[GIVEN REQUEST]
Rewrite the records from the line containing "task: segment the young man" through the line containing "M81 88L81 82L83", inclusive, replacing "instance" with "occurrence" and leaving everything else unchanged.

[EXERCISE INPUT]

****

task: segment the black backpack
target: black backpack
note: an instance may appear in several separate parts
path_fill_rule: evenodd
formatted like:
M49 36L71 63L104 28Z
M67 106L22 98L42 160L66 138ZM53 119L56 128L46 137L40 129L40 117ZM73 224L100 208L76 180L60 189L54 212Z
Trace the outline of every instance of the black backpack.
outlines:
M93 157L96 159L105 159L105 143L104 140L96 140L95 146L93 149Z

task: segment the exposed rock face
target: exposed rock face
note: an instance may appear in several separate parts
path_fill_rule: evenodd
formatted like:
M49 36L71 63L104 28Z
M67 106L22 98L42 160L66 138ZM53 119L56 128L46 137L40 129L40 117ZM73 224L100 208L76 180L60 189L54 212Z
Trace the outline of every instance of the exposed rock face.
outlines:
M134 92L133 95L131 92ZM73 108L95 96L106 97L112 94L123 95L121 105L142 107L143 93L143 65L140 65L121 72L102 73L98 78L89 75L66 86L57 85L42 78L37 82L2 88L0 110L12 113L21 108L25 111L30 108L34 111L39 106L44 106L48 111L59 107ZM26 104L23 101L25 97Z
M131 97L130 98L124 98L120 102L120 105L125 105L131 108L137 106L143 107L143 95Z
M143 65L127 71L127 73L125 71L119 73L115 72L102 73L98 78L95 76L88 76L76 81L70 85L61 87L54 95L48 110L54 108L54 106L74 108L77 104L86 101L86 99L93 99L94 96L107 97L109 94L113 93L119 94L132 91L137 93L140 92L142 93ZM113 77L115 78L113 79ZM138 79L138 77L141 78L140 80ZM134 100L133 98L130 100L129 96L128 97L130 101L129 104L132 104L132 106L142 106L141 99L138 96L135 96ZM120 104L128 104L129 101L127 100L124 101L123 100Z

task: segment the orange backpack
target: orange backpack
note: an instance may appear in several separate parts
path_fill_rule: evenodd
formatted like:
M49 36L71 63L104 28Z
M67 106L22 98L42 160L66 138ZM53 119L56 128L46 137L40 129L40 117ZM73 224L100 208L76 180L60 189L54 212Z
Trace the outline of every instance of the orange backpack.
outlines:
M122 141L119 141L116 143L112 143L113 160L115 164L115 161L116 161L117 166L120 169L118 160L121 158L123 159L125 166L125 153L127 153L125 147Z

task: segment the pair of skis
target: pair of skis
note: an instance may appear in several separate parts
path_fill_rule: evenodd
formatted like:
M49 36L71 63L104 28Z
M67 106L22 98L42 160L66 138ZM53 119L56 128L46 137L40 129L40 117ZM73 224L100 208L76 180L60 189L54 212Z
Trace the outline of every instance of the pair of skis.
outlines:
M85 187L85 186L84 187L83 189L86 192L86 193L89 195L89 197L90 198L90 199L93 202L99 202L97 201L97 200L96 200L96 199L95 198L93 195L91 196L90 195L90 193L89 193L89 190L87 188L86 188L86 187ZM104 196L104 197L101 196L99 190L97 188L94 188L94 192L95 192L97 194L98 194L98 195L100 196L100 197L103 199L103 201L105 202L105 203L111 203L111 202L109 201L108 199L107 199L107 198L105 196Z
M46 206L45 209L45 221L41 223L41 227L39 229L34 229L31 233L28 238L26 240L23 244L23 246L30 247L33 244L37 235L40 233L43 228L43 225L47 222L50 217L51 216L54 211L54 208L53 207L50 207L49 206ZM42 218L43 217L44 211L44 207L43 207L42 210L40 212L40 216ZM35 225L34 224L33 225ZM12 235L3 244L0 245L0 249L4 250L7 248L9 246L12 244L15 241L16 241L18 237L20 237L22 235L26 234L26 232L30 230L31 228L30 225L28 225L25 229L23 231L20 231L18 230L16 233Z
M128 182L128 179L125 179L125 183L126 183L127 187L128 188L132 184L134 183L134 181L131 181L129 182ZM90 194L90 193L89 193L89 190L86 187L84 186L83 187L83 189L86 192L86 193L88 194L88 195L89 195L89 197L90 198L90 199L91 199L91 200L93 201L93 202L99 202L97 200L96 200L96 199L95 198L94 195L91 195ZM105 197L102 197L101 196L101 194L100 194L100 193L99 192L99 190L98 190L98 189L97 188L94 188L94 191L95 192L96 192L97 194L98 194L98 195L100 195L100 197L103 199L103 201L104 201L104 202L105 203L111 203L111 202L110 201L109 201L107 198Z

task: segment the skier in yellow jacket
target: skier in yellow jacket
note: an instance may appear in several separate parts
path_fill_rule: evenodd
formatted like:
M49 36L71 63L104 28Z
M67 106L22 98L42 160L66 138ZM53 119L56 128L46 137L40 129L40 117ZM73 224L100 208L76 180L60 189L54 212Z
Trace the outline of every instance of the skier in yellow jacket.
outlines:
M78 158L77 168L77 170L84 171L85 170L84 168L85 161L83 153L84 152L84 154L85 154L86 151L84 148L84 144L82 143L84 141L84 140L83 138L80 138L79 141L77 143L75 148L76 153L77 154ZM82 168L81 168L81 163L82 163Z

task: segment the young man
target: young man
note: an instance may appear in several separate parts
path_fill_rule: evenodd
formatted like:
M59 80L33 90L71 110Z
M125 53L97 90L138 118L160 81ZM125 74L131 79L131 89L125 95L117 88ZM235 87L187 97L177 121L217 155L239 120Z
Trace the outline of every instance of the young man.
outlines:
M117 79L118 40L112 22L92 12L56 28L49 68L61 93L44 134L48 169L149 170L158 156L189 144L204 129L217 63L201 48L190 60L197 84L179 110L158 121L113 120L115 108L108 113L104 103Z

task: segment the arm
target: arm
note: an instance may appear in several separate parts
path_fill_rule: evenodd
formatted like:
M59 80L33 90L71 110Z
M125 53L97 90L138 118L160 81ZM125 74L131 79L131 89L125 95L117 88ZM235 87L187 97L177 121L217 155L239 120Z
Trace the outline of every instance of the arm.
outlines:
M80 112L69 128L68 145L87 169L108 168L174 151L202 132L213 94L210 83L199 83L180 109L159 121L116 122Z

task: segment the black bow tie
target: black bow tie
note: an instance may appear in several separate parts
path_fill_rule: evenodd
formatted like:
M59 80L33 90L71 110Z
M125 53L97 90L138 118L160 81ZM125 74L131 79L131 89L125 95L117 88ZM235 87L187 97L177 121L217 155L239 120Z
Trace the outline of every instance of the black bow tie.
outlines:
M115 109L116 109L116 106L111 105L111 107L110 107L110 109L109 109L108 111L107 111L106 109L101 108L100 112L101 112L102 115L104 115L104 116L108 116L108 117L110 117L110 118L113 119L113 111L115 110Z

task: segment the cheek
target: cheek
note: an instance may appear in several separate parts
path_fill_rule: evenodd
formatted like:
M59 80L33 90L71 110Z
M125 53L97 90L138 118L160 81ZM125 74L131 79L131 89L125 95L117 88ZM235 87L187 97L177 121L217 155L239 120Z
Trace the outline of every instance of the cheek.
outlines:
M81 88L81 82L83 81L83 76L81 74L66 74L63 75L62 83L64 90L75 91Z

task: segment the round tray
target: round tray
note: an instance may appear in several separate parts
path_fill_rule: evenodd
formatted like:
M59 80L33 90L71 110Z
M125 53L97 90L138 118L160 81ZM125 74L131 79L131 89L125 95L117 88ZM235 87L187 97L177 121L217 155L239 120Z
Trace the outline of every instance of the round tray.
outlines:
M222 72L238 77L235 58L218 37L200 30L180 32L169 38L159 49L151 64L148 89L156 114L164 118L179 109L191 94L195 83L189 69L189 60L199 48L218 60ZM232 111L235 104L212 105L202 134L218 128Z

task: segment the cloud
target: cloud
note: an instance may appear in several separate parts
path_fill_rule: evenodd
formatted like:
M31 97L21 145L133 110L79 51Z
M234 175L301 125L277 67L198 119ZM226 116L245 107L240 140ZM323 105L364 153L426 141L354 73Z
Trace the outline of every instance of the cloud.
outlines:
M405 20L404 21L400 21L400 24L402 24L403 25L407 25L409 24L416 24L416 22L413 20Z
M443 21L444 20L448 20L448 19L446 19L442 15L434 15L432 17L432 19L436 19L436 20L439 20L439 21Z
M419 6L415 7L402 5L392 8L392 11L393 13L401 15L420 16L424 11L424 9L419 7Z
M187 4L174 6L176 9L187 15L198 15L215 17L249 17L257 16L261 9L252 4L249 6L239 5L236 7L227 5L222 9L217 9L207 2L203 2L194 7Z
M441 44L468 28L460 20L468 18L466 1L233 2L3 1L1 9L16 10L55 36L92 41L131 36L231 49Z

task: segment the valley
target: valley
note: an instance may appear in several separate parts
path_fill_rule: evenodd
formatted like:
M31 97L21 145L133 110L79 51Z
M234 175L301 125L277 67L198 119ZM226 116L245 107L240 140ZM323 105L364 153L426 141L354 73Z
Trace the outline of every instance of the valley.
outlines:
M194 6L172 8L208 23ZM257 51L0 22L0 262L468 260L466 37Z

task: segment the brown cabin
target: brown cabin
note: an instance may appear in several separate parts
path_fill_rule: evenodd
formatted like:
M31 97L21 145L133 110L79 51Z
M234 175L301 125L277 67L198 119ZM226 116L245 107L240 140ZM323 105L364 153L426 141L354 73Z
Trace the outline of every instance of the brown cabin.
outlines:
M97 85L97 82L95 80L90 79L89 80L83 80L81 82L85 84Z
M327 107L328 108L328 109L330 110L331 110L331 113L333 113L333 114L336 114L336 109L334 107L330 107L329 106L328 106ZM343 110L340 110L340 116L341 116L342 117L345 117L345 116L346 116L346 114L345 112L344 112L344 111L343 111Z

****

[SOLUTION TO THIS TASK]
task: segment the young man
target: young man
note: an occurrence may appear in several separate parts
path_fill_rule: evenodd
formatted like:
M59 80L33 90L71 110Z
M125 53L97 90L138 118L160 81ZM125 74L131 79L131 89L125 95L117 88ZM235 87L187 97L177 121L217 155L239 120Z
Trace the outline of every occurrence of the young man.
outlines:
M117 79L118 40L112 22L92 12L56 28L49 68L61 93L44 134L48 169L149 170L158 156L189 144L204 129L217 63L201 48L190 60L197 84L179 110L158 121L113 120L115 108L108 113L104 103Z

task: segment the arm
target: arm
note: an occurrence may appear in several separate parts
path_fill_rule: evenodd
formatted like:
M59 80L33 90L71 110Z
M125 53L97 90L138 118L160 81ZM125 74L131 79L131 89L125 95L117 88ZM235 87L187 97L177 121L217 155L239 120Z
Trace the outline of every occurrence of the arm.
outlines:
M80 112L69 128L68 145L87 169L108 168L174 151L202 132L213 94L210 83L199 83L180 109L159 121L116 122Z

task: segment the black bow tie
target: black bow tie
note: an occurrence may appear in several separate parts
path_fill_rule: evenodd
formatted like:
M59 80L33 90L71 110Z
M125 53L97 90L138 118L160 81ZM125 74L131 79L131 89L125 95L117 88ZM235 87L187 97L177 121L217 155L239 120Z
Trace the outline of every occurrence of the black bow tie.
outlines:
M115 109L116 109L116 106L111 105L111 107L110 107L110 109L109 109L108 111L107 111L106 109L101 108L100 112L101 112L102 115L104 115L104 116L108 116L108 117L110 117L110 118L113 119L113 111L115 110Z

task: segment the cheek
target: cheek
note: an occurrence may appear in several separate parts
path_fill_rule: evenodd
formatted like:
M59 80L33 90L71 110Z
M125 53L97 90L138 118L160 81ZM125 74L131 79L131 89L125 95L117 88ZM235 87L187 97L177 121L217 155L239 120Z
Trace the outline of every occurrence of the cheek.
outlines:
M81 88L81 82L83 81L83 76L81 74L66 74L63 75L62 83L64 90L75 91Z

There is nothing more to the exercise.